*** INFORMATION SUPPLIED ***
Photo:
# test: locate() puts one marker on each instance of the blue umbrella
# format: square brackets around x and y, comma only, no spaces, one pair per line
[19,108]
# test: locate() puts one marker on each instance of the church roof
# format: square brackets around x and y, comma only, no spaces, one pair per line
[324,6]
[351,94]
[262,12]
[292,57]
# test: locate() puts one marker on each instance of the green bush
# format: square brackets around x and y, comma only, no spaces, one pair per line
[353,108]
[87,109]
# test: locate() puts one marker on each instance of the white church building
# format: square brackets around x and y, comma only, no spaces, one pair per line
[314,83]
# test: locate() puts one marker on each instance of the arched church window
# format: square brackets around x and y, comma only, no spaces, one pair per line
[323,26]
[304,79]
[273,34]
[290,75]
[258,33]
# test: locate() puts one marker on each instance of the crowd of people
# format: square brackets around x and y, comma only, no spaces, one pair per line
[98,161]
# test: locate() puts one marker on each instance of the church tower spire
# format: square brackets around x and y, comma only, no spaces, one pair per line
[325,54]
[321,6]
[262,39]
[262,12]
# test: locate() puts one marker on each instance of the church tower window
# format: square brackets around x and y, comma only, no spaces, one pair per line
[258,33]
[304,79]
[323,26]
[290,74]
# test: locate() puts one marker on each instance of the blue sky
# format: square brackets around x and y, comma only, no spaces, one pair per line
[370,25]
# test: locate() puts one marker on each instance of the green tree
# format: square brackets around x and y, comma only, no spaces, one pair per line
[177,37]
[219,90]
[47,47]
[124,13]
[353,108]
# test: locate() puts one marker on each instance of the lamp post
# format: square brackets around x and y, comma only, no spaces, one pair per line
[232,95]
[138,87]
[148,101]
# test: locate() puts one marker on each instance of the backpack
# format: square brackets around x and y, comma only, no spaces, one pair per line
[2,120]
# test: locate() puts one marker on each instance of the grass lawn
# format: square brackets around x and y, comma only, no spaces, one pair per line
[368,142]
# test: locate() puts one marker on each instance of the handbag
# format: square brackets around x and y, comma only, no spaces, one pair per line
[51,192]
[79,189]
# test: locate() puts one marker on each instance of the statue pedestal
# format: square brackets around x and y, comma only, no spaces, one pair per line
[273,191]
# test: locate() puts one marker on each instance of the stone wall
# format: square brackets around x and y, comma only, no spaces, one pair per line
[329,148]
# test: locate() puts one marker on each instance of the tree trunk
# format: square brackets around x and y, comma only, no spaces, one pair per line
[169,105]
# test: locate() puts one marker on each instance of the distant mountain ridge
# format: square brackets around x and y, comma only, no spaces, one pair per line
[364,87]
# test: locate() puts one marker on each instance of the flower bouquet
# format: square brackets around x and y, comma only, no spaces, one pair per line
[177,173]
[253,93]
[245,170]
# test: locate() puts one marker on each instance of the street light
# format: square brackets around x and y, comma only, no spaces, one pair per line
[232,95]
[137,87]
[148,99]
*** End of INFORMATION SUPPLIED ***
» **WORK REQUIRED**:
Could you output the records in full, exactly as written?

» **COMPLETED EXERCISE**:
Photo:
# test: locate() puts one marker on each instance of the blue umbrella
# format: square brackets around x and y, comma only, no spaces, one pair per line
[19,108]
# test: locate() puts one marker on each instance of the church roof
# format: square brackets around x and y, comma only, no spaces, one pair per line
[324,6]
[351,94]
[262,12]
[292,57]
# test: locate() puts one marker on each instance of the green bush
# format: square brackets around x and y, comma only, no spaces, one pair per line
[353,108]
[87,109]
# test: locate() puts one marker on each instance of the white church building
# format: square brackets around x and y, comma only, no spaces, one pair per line
[314,83]
# test: locate() puts one marker on each instance of the arched church window
# format: square brackets around x and y, comma only, no spaces, one pair per line
[323,26]
[304,79]
[273,34]
[290,75]
[258,33]
# test: locate() puts one marker on each instance of the crowd of people
# format: square brackets around x and y, comma only, no spaces, one pair per line
[98,161]
# test: locate() puts one marker on each instance of the church tower spire
# format: square brackets around x and y, comma only, no spaces, one pair per line
[325,54]
[321,6]
[262,39]
[262,12]
# test: locate() puts one marker on each instance of the church tower window
# format: square brackets around x and y, comma only, no spaces, one pair per line
[258,33]
[304,79]
[323,26]
[290,74]
# test: locate() puts one marker on each instance of the blue sky
# format: square brackets around x and y, comma only, no spaces, one pair per line
[370,25]
# test: locate() puts one marker on each instance of the green tree
# format: square brackets around x and y, comma only, no spaces, one pair per line
[177,37]
[219,90]
[47,47]
[124,13]
[353,108]
# test: locate() puts one marker on each instance of the lamp post
# format: square brackets around x and y, comma only, no spaces, one pair per line
[232,95]
[138,87]
[148,101]
# test: locate() puts one marker on each instance of the backpack
# format: square brackets around x and y, comma only, no spaces, one pair per line
[2,120]
# test: locate() puts one marker on each instance of the grass lawn
# format: square brackets around x and y, comma only, no spaces, one pair per line
[368,142]
# test: locate() puts one marker on each instance of the handbag
# format: square brackets around x and y, comma only, no spaces, one pair per line
[51,192]
[79,189]
# test: locate() puts one marker on each instance of the statue pedestal
# format: square brackets around x and y, comma only, no spaces, one pair per line
[273,191]
# test: locate() puts one marker on each instance of the stone wall
# format: square brackets around x and y, comma only, no spaces, one pair per line
[329,148]
# test: locate() puts one marker on each instance of the tree trunk
# format: square brackets around x and y, comma only, no spaces, one pair per line
[169,105]
# test: locate() puts one marker on each instance of the distant mountain ridge
# format: square brackets around x and y, comma only, no spaces, one pair per line
[364,87]
# test: locate() puts one marker on each instance of the flower bouquet
# format: square brackets around x and y, comma only, no spaces, one pair per line
[177,173]
[253,93]
[245,170]
# test: locate() puts one marker on each instance of the street light
# format: square brackets around x and y, comma only, no spaces, one pair per line
[232,95]
[137,87]
[148,99]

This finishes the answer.